(Provided entries):
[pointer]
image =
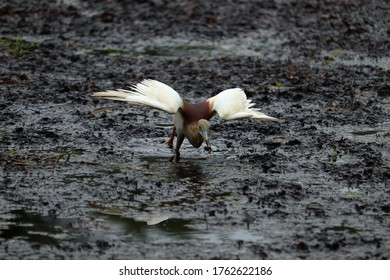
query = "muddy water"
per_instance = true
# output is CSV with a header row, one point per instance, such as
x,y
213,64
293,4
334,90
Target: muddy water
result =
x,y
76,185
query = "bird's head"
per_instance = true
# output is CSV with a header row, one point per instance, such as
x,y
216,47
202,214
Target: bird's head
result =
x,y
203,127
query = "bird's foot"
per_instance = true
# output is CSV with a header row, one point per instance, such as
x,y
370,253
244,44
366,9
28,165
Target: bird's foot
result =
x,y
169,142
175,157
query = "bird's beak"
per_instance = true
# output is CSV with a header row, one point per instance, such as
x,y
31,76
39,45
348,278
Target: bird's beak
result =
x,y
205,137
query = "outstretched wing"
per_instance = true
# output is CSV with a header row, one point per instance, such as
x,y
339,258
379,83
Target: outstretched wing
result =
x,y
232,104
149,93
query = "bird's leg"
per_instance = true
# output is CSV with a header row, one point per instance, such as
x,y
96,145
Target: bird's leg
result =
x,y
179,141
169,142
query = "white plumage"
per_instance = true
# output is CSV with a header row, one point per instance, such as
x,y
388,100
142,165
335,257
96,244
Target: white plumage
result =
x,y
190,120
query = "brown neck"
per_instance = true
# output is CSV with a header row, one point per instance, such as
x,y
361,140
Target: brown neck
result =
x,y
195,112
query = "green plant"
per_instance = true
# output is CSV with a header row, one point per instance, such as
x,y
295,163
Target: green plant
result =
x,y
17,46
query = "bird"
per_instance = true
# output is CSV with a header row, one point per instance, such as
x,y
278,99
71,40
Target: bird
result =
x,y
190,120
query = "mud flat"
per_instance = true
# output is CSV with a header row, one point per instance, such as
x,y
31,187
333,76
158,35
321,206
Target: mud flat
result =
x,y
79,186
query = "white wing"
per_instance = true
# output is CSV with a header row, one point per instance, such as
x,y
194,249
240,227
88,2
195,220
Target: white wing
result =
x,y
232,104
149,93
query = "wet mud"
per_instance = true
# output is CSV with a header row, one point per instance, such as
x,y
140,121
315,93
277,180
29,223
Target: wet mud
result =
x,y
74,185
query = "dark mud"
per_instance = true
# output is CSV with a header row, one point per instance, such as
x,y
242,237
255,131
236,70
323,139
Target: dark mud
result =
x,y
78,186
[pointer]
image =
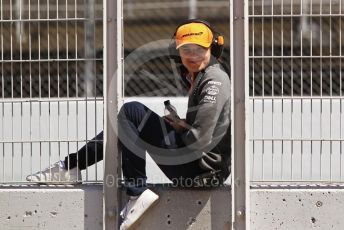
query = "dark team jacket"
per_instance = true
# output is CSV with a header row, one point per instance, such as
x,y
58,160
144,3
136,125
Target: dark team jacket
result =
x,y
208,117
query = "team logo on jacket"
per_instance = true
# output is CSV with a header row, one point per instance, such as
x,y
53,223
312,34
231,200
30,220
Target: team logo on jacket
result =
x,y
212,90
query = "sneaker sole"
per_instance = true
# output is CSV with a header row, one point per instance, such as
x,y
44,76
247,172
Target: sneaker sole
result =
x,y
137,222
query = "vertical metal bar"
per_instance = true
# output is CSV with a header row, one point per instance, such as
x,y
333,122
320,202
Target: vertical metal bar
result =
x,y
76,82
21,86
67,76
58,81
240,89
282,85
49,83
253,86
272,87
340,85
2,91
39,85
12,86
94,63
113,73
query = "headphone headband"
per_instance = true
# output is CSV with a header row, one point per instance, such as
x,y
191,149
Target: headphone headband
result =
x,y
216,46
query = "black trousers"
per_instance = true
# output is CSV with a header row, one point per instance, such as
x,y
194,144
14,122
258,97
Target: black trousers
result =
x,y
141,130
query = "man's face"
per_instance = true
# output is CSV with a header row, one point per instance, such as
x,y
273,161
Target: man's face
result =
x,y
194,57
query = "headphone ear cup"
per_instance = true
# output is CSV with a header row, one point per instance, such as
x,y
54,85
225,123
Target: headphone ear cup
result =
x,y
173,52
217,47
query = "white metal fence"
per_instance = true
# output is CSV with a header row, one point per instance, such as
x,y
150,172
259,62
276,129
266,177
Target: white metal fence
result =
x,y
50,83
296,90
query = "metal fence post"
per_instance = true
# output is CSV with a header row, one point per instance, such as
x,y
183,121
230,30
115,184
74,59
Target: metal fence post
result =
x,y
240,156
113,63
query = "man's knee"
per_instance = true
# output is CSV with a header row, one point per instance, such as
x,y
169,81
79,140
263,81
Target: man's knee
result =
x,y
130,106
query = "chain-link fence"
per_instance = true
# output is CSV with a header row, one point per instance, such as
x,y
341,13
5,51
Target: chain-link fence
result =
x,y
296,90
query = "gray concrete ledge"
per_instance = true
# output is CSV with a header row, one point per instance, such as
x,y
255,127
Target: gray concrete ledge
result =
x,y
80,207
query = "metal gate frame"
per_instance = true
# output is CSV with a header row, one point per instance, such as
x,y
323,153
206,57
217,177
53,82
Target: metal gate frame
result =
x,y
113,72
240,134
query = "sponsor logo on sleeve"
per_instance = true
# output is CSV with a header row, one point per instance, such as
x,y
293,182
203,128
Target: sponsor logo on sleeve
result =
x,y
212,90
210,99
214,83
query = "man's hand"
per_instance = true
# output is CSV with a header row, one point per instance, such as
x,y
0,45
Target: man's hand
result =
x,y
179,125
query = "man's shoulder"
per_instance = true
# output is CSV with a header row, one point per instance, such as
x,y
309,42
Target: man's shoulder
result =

(Your assignment):
Copy all the entries above exactly as they stand, except for the pictures.

(Answer space):
[pointer]
image =
query = "muddy water"
per_instance = true
# output is CSV with a header row, one point per instance, such as
x,y
213,64
293,4
334,90
Target: muddy water
result =
x,y
76,185
query = "bird's head"
per_instance = true
# output is CSV with a header row, one point per instance, such as
x,y
216,47
202,214
Target: bird's head
result =
x,y
203,127
query = "bird's foot"
per_instance = true
# output is CSV with a header row, one point per instance, such as
x,y
370,253
244,44
366,9
28,165
Target: bird's foot
result =
x,y
169,142
175,157
query = "bird's beak"
per_instance = true
# output is CSV with a header row, one point per instance, such as
x,y
31,76
39,45
348,278
Target: bird's beak
result =
x,y
205,137
query = "outstretched wing"
per_instance = true
# output is CSV with a header row, one point per instance, such as
x,y
339,258
379,83
Target: outstretched wing
result =
x,y
232,104
149,93
query = "bird's leg"
per_instance = true
# output is CSV with a header row, one point per instance, such as
x,y
96,145
Target: bird's leg
result =
x,y
179,141
169,142
query = "white plumage"
per_instance = true
# output is CSV with a header row, one point per instance, such as
x,y
388,100
142,165
335,257
96,244
Target: white plumage
result =
x,y
190,120
query = "brown neck"
per_instance = true
# output is CSV with a header row, one point per instance, such as
x,y
361,140
Target: brown neck
result =
x,y
195,112
query = "green plant"
per_instance = true
# output is CSV with a header row, one point per instance, such as
x,y
295,163
Target: green plant
result =
x,y
17,46
query = "bird"
per_instance = true
# output is CSV with a header row, one point per instance, such as
x,y
278,99
71,40
Target: bird
result =
x,y
190,120
query = "mud flat"
per_instance = true
# output is CSV with a header row, one point per instance, such as
x,y
31,187
333,76
158,35
321,206
Target: mud flat
result =
x,y
79,186
query = "white wing"
per_instance = true
# output is CSV with a header row, one point per instance, such as
x,y
194,249
240,227
88,2
195,220
Target: white wing
result =
x,y
232,104
149,93
query = "wet mud"
per_instance = true
# output is CSV with a header row, one point per instance, such as
x,y
140,121
315,93
277,180
29,223
Target: wet mud
result =
x,y
74,185
query = "dark mud"
per_instance = true
# output is CSV with a header row, one point per instance, such as
x,y
242,237
255,131
236,70
323,139
Target: dark mud
result =
x,y
78,186
[pointer]
image =
query = "dark team jacket"
per_instance = true
# output is CSV with a header row, one point per instance, such as
x,y
58,160
144,3
136,125
Target: dark team jacket
result =
x,y
208,117
query = "team logo on jacket"
per_instance = true
# output is CSV with a header row, one point per instance, such as
x,y
53,223
312,34
231,200
30,220
Target: team logo on jacket
result =
x,y
212,90
query = "sneaker sole"
per_instance = true
# output is CSV with a header row, one point per instance, such as
x,y
44,76
247,172
Target: sneaker sole
result =
x,y
137,222
query = "vertical metal bar"
per_instance = true
# output is CSV with a header row, one point per instance, such as
x,y
333,122
320,202
Target: vertical metal bar
result =
x,y
76,82
21,86
67,76
58,81
240,89
282,85
49,83
253,86
272,87
340,85
2,91
39,85
12,86
94,63
113,73
query = "headphone headband"
per_instance = true
# output is CSV with a header row, one point per instance, such as
x,y
191,149
Target: headphone headband
result =
x,y
216,46
query = "black trousers"
per_instance = true
# output is CSV with a header row, one point per instance, such as
x,y
194,144
14,122
258,97
Target: black trousers
result =
x,y
141,130
query = "man's face"
per_instance = true
# output is CSV with a header row, one point per instance, such as
x,y
273,161
Target: man's face
result =
x,y
194,57
query = "headphone ear cup"
per_instance = true
# output is CSV with a header row, one point per instance, such as
x,y
54,85
225,123
Target: headphone ear cup
result =
x,y
173,52
217,47
query = "white metal fence"
per_instance = true
# output is CSV with a header row, one point per instance, such as
x,y
150,172
259,62
276,129
266,177
Target: white metal fence
result =
x,y
50,83
296,90
query = "metal fence post"
per_instance = true
# output is CSV with a header row, one point per instance, such as
x,y
183,121
230,30
115,184
74,59
Target: metal fence post
result =
x,y
240,156
113,63
query = "man's knee"
per_instance = true
# output is CSV with a header row, one point per instance, such as
x,y
169,81
79,140
263,81
Target: man's knee
result =
x,y
130,106
query = "chain-link fence"
per_instance = true
# output is CSV with a header row, one point per instance, such as
x,y
341,13
5,51
Target: chain-link fence
result =
x,y
296,90
query = "gray concrete ledge"
per_instance = true
# output is CSV with a header row, one point per instance, such as
x,y
255,127
Target: gray concrete ledge
result =
x,y
80,207
query = "metal gate frame"
per_instance = true
# output is CSV with a header row, one point per instance, such as
x,y
323,153
206,57
217,177
53,82
Target: metal gate frame
result =
x,y
113,72
240,134
query = "sponsor logo on sleeve"
per_instance = true
# output is CSV with a header row, one point per instance, such as
x,y
293,182
203,128
Target: sponsor logo on sleeve
result =
x,y
212,90
210,99
214,83
query = "man's hand"
per_instance = true
# output is CSV with a header row, one point per instance, such as
x,y
0,45
Target: man's hand
result =
x,y
179,125
query = "man's shoulder"
per_instance = true
# output is CSV with a header row, one point per instance, such as
x,y
309,42
Target: man's shoulder
result =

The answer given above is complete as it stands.